# [Extracted material]
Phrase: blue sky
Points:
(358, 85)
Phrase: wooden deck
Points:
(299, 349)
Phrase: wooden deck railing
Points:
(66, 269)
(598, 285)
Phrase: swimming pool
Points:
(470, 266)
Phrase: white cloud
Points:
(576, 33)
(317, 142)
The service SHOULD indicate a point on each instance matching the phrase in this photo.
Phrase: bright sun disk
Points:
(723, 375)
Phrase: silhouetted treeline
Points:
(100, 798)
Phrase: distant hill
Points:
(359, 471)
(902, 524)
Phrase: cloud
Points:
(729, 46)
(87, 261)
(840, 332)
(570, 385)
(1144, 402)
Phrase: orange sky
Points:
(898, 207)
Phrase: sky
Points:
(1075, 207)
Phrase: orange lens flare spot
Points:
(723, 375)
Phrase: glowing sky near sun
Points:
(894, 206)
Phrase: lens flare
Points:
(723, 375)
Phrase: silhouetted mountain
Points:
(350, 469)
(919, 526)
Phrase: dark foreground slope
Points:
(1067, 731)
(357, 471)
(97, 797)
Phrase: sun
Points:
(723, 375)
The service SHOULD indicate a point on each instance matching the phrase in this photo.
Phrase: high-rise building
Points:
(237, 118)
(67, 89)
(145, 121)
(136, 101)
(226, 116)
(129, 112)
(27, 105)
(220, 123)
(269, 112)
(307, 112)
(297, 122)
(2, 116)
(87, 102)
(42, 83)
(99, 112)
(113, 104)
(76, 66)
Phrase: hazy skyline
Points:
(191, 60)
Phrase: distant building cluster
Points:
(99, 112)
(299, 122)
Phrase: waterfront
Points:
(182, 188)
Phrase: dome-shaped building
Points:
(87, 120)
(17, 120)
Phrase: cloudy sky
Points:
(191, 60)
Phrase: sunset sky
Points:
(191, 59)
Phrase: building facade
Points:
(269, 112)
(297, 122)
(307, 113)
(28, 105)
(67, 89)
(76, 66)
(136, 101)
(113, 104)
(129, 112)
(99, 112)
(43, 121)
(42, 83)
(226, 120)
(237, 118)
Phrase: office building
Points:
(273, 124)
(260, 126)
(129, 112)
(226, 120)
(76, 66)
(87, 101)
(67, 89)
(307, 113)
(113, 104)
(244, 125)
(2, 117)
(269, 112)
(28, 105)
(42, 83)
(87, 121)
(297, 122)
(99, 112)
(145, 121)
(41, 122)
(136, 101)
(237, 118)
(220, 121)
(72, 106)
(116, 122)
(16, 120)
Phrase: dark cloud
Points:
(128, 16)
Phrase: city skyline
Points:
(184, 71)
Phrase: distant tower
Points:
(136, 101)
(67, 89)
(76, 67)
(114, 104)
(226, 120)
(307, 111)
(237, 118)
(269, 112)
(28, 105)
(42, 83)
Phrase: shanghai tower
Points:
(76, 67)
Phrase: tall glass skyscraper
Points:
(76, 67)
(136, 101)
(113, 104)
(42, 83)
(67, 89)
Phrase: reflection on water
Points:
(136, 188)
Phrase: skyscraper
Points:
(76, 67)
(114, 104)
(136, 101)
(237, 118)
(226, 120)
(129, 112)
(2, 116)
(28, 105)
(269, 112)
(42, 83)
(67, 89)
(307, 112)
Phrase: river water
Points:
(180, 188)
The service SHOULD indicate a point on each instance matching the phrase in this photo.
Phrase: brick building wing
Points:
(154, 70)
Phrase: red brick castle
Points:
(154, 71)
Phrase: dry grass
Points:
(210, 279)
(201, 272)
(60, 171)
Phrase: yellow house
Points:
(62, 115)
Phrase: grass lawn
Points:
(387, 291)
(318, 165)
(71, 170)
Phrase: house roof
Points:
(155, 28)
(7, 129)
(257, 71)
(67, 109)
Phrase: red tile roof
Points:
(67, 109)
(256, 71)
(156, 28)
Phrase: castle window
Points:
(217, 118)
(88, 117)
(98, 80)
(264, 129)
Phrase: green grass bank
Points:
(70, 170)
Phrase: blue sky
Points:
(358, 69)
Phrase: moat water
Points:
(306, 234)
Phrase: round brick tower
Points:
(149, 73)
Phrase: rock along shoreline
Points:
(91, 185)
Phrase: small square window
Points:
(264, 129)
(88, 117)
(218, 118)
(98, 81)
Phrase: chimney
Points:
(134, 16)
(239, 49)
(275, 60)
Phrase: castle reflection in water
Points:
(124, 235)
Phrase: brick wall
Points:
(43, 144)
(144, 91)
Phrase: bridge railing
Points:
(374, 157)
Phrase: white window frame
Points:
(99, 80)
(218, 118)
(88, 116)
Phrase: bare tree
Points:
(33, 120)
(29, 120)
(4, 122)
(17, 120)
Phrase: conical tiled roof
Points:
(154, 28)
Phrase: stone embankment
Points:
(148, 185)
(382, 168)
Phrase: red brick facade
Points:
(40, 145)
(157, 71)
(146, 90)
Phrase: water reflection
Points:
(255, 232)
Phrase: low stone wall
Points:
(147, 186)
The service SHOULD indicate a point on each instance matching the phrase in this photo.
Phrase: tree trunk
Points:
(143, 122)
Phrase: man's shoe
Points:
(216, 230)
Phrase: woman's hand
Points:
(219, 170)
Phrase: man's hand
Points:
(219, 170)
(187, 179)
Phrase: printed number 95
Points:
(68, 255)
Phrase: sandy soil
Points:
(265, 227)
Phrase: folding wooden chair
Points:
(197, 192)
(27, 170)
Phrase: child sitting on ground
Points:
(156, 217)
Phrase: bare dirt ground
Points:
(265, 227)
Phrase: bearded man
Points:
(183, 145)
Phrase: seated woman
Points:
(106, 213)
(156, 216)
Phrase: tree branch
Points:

# [Work item]
Please reproduce all of the records exactly as they stand.

# [Exercise result]
Phrase: blue sky
Points:
(358, 85)
Phrase: wooden deck
Points:
(299, 349)
Phrase: wooden deck railing
Points:
(66, 269)
(598, 285)
Phrase: swimming pool
Points:
(470, 266)
Phrase: white cloud
Points:
(576, 33)
(317, 142)
The service SHOULD indicate a point on each instance matching the phrase in this photo.
Phrase: bright sun disk
Points:
(723, 375)
Phrase: silhouetted treeline
Points:
(100, 798)
Phrase: distant hill
Points:
(359, 471)
(902, 524)
Phrase: cloud
Points:
(729, 46)
(87, 261)
(840, 332)
(570, 385)
(1144, 402)
Phrase: orange sky
Points:
(898, 207)
Phrase: sky
Points:
(1075, 207)
Phrase: orange lens flare spot
Points:
(723, 375)
Phrase: glowing sky near sun
Points:
(894, 206)
Phrase: lens flare
Points:
(723, 375)
Phrase: silhouetted mountain
Points:
(350, 469)
(919, 526)
Phrase: dark foreground slope
Points:
(1067, 731)
(357, 471)
(97, 797)
Phrase: sun
Points:
(723, 375)
The service SHOULD indicate a point on each instance matching the phrase in this photo.
Phrase: high-rise building
Points:
(237, 118)
(67, 89)
(145, 121)
(136, 101)
(226, 116)
(129, 112)
(27, 105)
(220, 123)
(269, 112)
(307, 112)
(297, 122)
(2, 116)
(87, 102)
(42, 83)
(99, 112)
(113, 104)
(76, 66)
Phrase: hazy skyline
Points:
(191, 60)
Phrase: distant building cluster
Points:
(99, 112)
(299, 122)
Phrase: waterfront
Points:
(182, 188)
Phrase: dome-shaped building
Points:
(87, 120)
(17, 120)
Phrase: cloudy sky
Points:
(191, 60)
Phrase: sunset sky
Points:
(191, 59)
Phrase: building facade
Points:
(269, 112)
(297, 122)
(307, 113)
(28, 105)
(67, 89)
(76, 66)
(136, 101)
(113, 104)
(129, 112)
(99, 112)
(43, 121)
(42, 83)
(226, 120)
(237, 118)
Phrase: office building
Points:
(273, 124)
(260, 126)
(129, 112)
(226, 120)
(76, 66)
(87, 101)
(67, 89)
(307, 113)
(113, 104)
(244, 125)
(2, 117)
(269, 112)
(28, 105)
(42, 83)
(87, 121)
(297, 122)
(99, 112)
(145, 121)
(41, 122)
(136, 101)
(237, 118)
(220, 121)
(72, 106)
(116, 122)
(16, 120)
Phrase: dark cloud
Points:
(128, 16)
Phrase: city skyline
Points:
(184, 71)
Phrase: distant tower
Points:
(136, 101)
(67, 89)
(76, 67)
(114, 104)
(226, 120)
(307, 111)
(237, 118)
(269, 112)
(28, 105)
(42, 83)
Phrase: shanghai tower
Points:
(76, 67)
Phrase: tall glass skyscraper
Points:
(76, 67)
(136, 101)
(113, 104)
(42, 83)
(67, 89)
Phrase: reflection on water
Points:
(136, 188)
Phrase: skyscraper
Points:
(76, 67)
(114, 104)
(136, 101)
(237, 118)
(226, 120)
(129, 112)
(2, 116)
(28, 105)
(269, 112)
(42, 83)
(67, 89)
(307, 112)
Phrase: river water
Points:
(180, 188)
The service SHOULD indicate a point on each instance matching the phrase in this photo.
Phrase: brick building wing
Points:
(154, 70)
Phrase: red brick castle
Points:
(154, 71)
Phrase: dry grass
Points:
(210, 279)
(201, 272)
(60, 171)
Phrase: yellow house
Points:
(62, 115)
Phrase: grass lawn
Points:
(387, 291)
(318, 165)
(71, 170)
Phrase: house roof
Points:
(155, 28)
(7, 129)
(257, 71)
(67, 109)
Phrase: red tile roof
Points:
(67, 109)
(256, 71)
(156, 28)
Phrase: castle window
Points:
(217, 118)
(88, 117)
(98, 80)
(264, 129)
Phrase: green grass bank
Points:
(70, 170)
Phrase: blue sky
Points:
(358, 69)
Phrase: moat water
Points:
(306, 234)
Phrase: round brick tower
Points:
(149, 73)
Phrase: rock along shoreline
Points:
(91, 185)
Phrase: small square window
Points:
(264, 129)
(88, 117)
(218, 118)
(98, 81)
Phrase: chimney
Points:
(134, 16)
(239, 49)
(275, 60)
Phrase: castle reflection in water
Points:
(124, 235)
Phrase: brick wall
Points:
(43, 144)
(144, 91)
Phrase: bridge railing
Points:
(374, 157)
Phrase: white window frame
Points:
(99, 80)
(218, 118)
(88, 116)
Phrase: bare tree
Points:
(33, 120)
(29, 120)
(4, 122)
(17, 120)
Phrase: conical tiled roof
Points:
(154, 28)
Phrase: stone embankment
Points:
(148, 185)
(382, 168)
Phrase: red brick facade
Points:
(40, 145)
(157, 71)
(146, 90)
Phrase: water reflection
Points:
(255, 232)
Phrase: low stone wall
Points:
(147, 186)
The service SHOULD indicate a point on each instance matching the phrase in this photo.
Phrase: tree trunk
Points:
(143, 122)
Phrase: man's shoe
Points:
(216, 230)
Phrase: woman's hand
Points:
(219, 170)
Phrase: man's hand
Points:
(219, 170)
(187, 179)
Phrase: printed number 95
Points:
(68, 255)
Phrase: sandy soil
Points:
(265, 227)
Phrase: folding wooden chair
Points:
(197, 192)
(27, 170)
Phrase: child sitting on ground
Points:
(156, 217)
Phrase: bare dirt ground
Points:
(265, 227)
Phrase: bearded man
Points:
(183, 145)
Phrase: seated woman
Points:
(106, 213)
(156, 216)
Phrase: tree branch
Points:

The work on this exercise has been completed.